# Referring expression data
++++++++
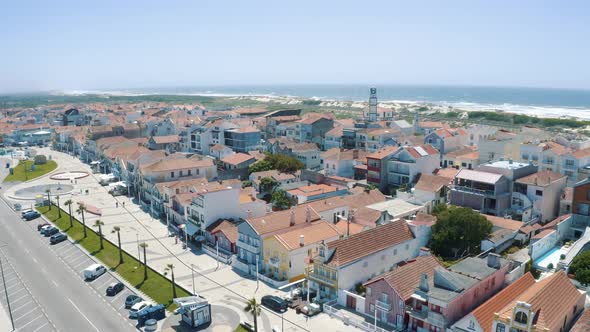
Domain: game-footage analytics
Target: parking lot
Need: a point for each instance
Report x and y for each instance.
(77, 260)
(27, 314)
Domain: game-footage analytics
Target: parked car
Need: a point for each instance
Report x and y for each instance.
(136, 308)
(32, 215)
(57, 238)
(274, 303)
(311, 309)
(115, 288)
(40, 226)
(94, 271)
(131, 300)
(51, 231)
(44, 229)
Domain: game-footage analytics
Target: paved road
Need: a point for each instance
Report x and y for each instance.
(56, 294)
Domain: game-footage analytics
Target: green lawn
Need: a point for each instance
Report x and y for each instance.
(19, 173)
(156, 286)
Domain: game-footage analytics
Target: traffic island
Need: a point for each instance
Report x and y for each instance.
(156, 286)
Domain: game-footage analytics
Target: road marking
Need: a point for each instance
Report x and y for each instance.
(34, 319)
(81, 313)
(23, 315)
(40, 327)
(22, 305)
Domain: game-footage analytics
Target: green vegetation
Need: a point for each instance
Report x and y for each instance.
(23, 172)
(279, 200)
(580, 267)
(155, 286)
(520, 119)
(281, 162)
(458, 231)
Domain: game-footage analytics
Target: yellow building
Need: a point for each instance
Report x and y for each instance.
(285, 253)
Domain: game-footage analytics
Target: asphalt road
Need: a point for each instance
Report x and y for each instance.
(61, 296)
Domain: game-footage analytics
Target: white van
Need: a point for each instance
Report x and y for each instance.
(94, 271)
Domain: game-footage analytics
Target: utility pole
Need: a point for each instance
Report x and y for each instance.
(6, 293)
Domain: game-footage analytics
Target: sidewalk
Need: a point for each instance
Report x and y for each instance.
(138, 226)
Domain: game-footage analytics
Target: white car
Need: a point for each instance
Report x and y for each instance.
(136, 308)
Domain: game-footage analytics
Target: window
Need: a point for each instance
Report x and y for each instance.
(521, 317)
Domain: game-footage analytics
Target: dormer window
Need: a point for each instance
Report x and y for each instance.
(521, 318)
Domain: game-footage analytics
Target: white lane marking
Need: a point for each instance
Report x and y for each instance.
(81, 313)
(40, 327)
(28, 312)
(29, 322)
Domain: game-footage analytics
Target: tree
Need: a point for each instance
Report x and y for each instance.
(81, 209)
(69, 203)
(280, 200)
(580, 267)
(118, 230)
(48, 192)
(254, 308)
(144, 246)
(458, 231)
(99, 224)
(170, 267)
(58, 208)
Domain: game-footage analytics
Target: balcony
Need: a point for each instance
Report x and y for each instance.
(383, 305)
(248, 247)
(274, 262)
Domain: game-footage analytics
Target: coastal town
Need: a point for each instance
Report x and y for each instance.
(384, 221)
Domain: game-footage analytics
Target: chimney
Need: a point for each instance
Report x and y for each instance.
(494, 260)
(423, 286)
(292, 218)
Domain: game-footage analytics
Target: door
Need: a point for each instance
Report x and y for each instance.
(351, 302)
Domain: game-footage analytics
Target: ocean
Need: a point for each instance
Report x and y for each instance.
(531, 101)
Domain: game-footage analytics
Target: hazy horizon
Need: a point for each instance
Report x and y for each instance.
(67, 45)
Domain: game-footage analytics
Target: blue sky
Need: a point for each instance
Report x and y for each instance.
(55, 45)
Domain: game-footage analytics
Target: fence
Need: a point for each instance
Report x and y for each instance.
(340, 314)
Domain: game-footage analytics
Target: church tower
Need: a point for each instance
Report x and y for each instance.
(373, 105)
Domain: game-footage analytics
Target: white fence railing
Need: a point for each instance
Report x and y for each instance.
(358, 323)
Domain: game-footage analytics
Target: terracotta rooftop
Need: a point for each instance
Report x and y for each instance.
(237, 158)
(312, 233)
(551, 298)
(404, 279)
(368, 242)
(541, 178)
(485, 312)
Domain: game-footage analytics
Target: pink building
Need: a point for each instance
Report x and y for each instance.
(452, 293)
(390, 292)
++++++++
# The task
Could you copy every record above exactly, leaving out the pictures?

# Written solution
Domain: game-footage analytics
Target: parking lot
Need: a point for each instance
Report x and y for each instance.
(77, 260)
(27, 314)
Domain: game-footage analytics
Target: parked car
Need: a point for each instance
Report x and y for each instance.
(136, 308)
(32, 215)
(57, 238)
(274, 303)
(311, 309)
(115, 288)
(40, 226)
(94, 271)
(131, 300)
(51, 231)
(44, 229)
Domain: game-footage analytics
Target: paved road
Need: a point for each instance
Report x and y for each instance.
(56, 294)
Domain: game-footage analytics
Target: green lawn
Need: a point for each instance
Report x and y for each instance.
(19, 173)
(156, 286)
Domain: game-footage analytics
Target: traffic island
Need: a point for each instance
Report x and y for each instance.
(156, 286)
Domain: game-footage analytics
Target: road marking
Need: a point for each instance
Report x and y for each instance.
(34, 319)
(81, 313)
(23, 315)
(40, 327)
(22, 305)
Domain: game-footage analytics
Target: green vegetation
Need: a point for each instance
Report x and y for each instance.
(23, 172)
(279, 200)
(580, 267)
(155, 286)
(520, 119)
(281, 162)
(458, 231)
Domain: game-footage analytics
Target: yellow building
Need: a point for each instance
Report x and y for each instance.
(285, 253)
Domain: game-footage analytics
Target: asphalt road
Need: a point for each instance
Report x and y for each instance.
(61, 296)
Domain: game-footage analytics
Target: white van
Need: a point for each instance
Report x and y for each instance.
(94, 271)
Domain: game-footage analytics
Target: utility pole
Need: a point for each instance
Report x and y for each instance.
(6, 293)
Domain: game-footage analytics
Target: sidewalk
Need: a point for each instance
Report x and y for each instance.
(138, 226)
Domain: game-footage analytics
Target: white car
Need: a point for each instance
Report x and y for each instance.
(136, 308)
Domain: game-footage analytics
Target: window
Need: a point for each instance
Report x and y for each instance.
(521, 317)
Domain: game-footage analytics
Target: dormer window
Need: a point for each instance
Report x and y for each instance.
(521, 318)
Domain: game-footage analytics
Target: white lane marking
Need: a point for each instance
Report x and y for each instance.
(81, 313)
(40, 327)
(28, 312)
(29, 322)
Domain: game-footage analytics
Target: tree
Need: a point for each instance
Report x and y for each instance.
(81, 209)
(69, 203)
(280, 200)
(580, 267)
(118, 230)
(48, 192)
(254, 308)
(144, 246)
(458, 231)
(99, 224)
(170, 267)
(58, 208)
Domain: game-footage analytics
Target: balcony
Need: a point for each instance
Report x and y for each instance.
(383, 305)
(248, 247)
(274, 262)
Domain: game-footage analytics
Target: coastal town
Need: a point for each instance
Report x and y for each instance.
(384, 221)
Domain: game-footage analytics
Target: chimney
Need: a point for each instance
Report x and y for each instance.
(494, 260)
(423, 286)
(292, 218)
Domain: game-footage analytics
Target: door
Need: a point for each instance
Report x and y for each instance.
(351, 302)
Domain: game-footage analytics
Target: ocean
Need: a point for each instance
Report x and y for each instance.
(531, 101)
Domain: game-footage analytics
Target: hazy horizon
Need: a point for each instance
Report x and y for each instance.
(67, 45)
Domain: game-footage analytics
Target: blue sky
Need: a point for each instance
Report x and y for each instance.
(55, 45)
Domain: game-footage analytics
Target: fence
Need: a point for each instance
Report x and y for each instance.
(340, 314)
Domain: game-footage analytics
Target: church tower
Need: a point for each instance
Report x and y for each instance.
(373, 105)
Domain: game-footage analytics
Target: white fence railing
Need: a point for each instance
Report x and y for each instance.
(358, 323)
Domain: game-footage analytics
Target: terracotta rooftop
Need: a point for each instance
Report x and y for each instance.
(237, 158)
(312, 233)
(551, 298)
(404, 279)
(368, 242)
(541, 178)
(485, 312)
Domain: game-footage analytics
Target: pink building
Need: a point for each instance
Report x and y for each instance.
(452, 293)
(390, 292)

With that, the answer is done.